>> START

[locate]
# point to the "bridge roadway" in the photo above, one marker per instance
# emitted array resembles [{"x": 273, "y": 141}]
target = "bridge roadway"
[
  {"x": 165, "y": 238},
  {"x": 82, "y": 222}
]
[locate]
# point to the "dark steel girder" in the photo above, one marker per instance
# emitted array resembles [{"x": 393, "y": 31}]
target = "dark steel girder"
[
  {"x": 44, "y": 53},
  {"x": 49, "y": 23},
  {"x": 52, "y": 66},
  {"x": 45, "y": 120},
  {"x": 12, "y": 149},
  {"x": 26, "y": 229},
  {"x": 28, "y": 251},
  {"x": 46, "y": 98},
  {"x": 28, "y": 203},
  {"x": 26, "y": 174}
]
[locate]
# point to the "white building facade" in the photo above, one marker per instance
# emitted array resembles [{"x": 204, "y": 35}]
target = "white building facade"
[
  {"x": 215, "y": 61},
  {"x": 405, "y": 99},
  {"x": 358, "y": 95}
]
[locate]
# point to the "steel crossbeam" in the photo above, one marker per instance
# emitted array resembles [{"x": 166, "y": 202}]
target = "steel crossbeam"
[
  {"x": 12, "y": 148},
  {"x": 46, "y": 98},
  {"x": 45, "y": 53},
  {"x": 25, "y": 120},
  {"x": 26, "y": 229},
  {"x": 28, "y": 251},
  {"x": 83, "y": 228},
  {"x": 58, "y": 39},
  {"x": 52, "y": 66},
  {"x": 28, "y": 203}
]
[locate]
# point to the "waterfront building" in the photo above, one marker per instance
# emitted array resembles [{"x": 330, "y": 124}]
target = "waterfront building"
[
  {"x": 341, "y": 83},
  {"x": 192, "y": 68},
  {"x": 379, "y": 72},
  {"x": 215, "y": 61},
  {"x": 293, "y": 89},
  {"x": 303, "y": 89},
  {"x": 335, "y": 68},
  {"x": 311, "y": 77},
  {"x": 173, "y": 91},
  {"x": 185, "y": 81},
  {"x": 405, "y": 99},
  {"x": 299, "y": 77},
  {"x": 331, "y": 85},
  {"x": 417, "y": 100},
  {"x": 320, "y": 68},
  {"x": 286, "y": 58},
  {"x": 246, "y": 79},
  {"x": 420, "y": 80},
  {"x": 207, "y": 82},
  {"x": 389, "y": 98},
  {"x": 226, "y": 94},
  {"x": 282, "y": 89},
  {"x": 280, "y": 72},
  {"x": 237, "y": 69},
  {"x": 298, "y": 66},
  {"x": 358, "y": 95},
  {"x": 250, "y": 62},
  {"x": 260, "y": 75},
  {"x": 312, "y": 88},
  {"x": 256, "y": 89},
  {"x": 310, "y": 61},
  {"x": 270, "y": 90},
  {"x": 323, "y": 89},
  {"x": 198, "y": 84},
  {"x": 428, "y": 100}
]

>> END

Gather each line in the listing above that contains the string "bridge".

# point to the "bridge roadway" in the photo above, one marker per instance
target = "bridge roadway"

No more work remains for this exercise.